● **What the task requires**:
Copy the lines of the records exactly, starting at the line containing "find the grassy hillside" and ending at the end of the records. Leave out any pictures.

[Start of Task data]

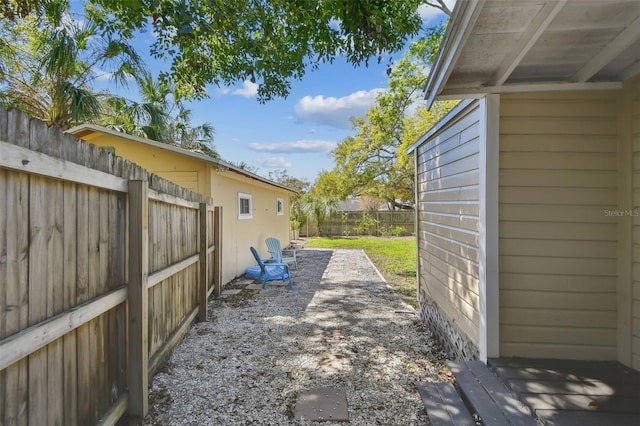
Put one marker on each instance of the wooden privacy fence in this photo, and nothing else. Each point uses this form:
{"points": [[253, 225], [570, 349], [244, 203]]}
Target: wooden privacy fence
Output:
{"points": [[351, 223], [103, 267]]}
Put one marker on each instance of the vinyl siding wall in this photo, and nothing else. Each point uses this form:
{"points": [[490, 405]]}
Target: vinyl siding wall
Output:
{"points": [[558, 245], [447, 229], [634, 88]]}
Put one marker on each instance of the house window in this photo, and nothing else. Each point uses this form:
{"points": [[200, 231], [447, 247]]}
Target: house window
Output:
{"points": [[279, 206], [245, 207]]}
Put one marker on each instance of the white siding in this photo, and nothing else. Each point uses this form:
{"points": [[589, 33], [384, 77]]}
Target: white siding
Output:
{"points": [[447, 180], [558, 245], [635, 326]]}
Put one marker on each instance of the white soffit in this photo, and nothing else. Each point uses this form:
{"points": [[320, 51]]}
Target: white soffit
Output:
{"points": [[502, 46]]}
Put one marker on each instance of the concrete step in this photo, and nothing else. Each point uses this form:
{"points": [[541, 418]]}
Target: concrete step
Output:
{"points": [[490, 400], [444, 405]]}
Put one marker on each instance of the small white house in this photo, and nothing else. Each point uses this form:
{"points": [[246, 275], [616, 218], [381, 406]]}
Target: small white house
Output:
{"points": [[528, 193]]}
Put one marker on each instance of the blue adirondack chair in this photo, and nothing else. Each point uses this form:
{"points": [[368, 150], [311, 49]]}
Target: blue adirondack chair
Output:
{"points": [[272, 271], [278, 254]]}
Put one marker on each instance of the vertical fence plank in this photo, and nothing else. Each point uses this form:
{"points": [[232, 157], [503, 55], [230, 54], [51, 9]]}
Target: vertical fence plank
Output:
{"points": [[83, 367], [138, 303], [3, 270], [69, 301], [38, 296], [217, 258], [93, 352], [202, 250], [55, 303]]}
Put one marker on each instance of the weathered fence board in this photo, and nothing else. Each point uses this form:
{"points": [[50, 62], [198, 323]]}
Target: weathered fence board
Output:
{"points": [[74, 352]]}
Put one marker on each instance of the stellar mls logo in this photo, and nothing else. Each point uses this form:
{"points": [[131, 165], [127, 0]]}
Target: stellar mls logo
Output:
{"points": [[622, 213]]}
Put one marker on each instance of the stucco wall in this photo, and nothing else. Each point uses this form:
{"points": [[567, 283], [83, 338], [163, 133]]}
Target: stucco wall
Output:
{"points": [[223, 186], [240, 234], [184, 171], [558, 245], [634, 90], [447, 232]]}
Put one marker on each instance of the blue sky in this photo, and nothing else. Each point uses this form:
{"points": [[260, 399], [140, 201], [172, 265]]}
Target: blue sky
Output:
{"points": [[297, 133]]}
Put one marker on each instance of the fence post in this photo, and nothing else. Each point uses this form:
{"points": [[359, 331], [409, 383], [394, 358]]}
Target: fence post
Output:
{"points": [[202, 247], [217, 254], [138, 376]]}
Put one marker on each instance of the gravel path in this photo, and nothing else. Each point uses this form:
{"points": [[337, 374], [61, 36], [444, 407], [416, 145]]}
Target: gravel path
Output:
{"points": [[341, 326]]}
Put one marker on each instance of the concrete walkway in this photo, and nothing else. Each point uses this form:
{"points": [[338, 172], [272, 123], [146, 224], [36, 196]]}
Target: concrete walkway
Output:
{"points": [[340, 337]]}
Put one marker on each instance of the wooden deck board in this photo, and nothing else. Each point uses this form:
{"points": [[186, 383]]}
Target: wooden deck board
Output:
{"points": [[571, 387], [486, 408], [570, 392], [582, 418]]}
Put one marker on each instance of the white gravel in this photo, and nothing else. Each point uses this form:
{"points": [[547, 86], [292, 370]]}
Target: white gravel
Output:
{"points": [[341, 326]]}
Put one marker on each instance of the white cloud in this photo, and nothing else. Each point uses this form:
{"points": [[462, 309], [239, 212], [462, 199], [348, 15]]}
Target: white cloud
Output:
{"points": [[301, 146], [335, 112], [427, 12], [248, 90], [273, 163]]}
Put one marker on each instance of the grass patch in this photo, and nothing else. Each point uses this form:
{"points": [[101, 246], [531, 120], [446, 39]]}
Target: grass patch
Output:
{"points": [[394, 257]]}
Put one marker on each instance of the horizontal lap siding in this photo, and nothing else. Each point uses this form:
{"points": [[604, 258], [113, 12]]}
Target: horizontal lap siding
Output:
{"points": [[635, 328], [448, 221], [558, 177]]}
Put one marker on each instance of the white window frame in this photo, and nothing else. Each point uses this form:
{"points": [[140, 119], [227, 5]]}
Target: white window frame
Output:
{"points": [[244, 196], [280, 206]]}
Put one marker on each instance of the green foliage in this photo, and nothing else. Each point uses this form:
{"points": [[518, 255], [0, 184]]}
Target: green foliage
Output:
{"points": [[48, 63], [297, 214], [319, 208], [387, 230], [270, 42], [366, 226], [375, 162]]}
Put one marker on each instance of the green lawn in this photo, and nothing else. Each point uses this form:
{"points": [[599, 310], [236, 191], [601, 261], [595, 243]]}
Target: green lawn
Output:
{"points": [[394, 257]]}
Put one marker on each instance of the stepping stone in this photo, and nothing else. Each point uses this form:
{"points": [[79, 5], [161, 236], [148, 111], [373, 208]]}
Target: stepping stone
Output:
{"points": [[227, 293], [254, 287], [322, 404]]}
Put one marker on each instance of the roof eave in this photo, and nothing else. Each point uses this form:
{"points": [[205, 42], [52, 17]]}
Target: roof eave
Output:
{"points": [[463, 18], [219, 163]]}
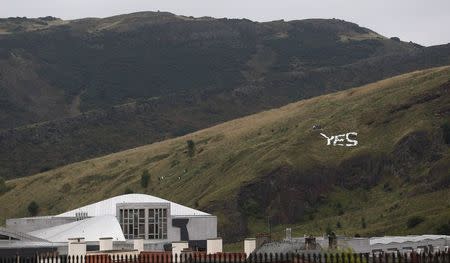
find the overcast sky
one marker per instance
(422, 21)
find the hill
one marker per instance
(275, 165)
(74, 90)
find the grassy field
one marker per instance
(227, 160)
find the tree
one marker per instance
(191, 148)
(33, 208)
(145, 178)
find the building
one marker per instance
(123, 218)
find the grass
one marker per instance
(235, 154)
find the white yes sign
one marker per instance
(342, 139)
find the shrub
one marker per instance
(2, 185)
(446, 132)
(145, 178)
(414, 221)
(443, 229)
(33, 208)
(44, 169)
(191, 148)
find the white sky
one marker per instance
(426, 22)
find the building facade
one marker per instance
(125, 217)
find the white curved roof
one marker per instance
(402, 239)
(91, 229)
(108, 206)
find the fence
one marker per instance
(439, 257)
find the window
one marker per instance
(157, 223)
(132, 222)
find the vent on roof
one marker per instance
(81, 215)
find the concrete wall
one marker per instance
(202, 227)
(29, 224)
(357, 244)
(403, 247)
(214, 246)
(249, 245)
(177, 247)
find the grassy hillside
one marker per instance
(69, 89)
(274, 165)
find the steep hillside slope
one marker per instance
(275, 165)
(149, 76)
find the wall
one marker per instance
(29, 224)
(202, 227)
(441, 243)
(357, 244)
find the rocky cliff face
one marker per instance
(92, 81)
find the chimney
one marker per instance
(214, 246)
(179, 246)
(105, 243)
(249, 245)
(76, 247)
(138, 244)
(288, 234)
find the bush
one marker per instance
(145, 178)
(33, 208)
(414, 221)
(446, 132)
(3, 187)
(443, 229)
(191, 147)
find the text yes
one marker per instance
(342, 139)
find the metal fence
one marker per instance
(438, 257)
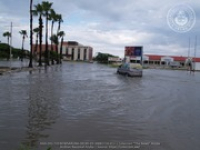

[End of Task data]

● **Answer to this task**:
find the grassy hillside
one marker per instance
(69, 89)
(274, 165)
find the steep hillside slope
one marker per instance
(275, 165)
(149, 76)
find the wall
one marker per instance
(29, 224)
(202, 227)
(441, 243)
(357, 244)
find the rocky cliff face
one marker per instance
(92, 81)
find the chimney
one marker per instance
(214, 246)
(179, 246)
(105, 243)
(249, 245)
(76, 247)
(138, 244)
(288, 234)
find the bush
one marker per instance
(145, 178)
(33, 208)
(414, 221)
(446, 132)
(3, 187)
(443, 229)
(191, 147)
find the text yes
one marker per instance
(342, 139)
find the metal fence
one marker per instance
(438, 257)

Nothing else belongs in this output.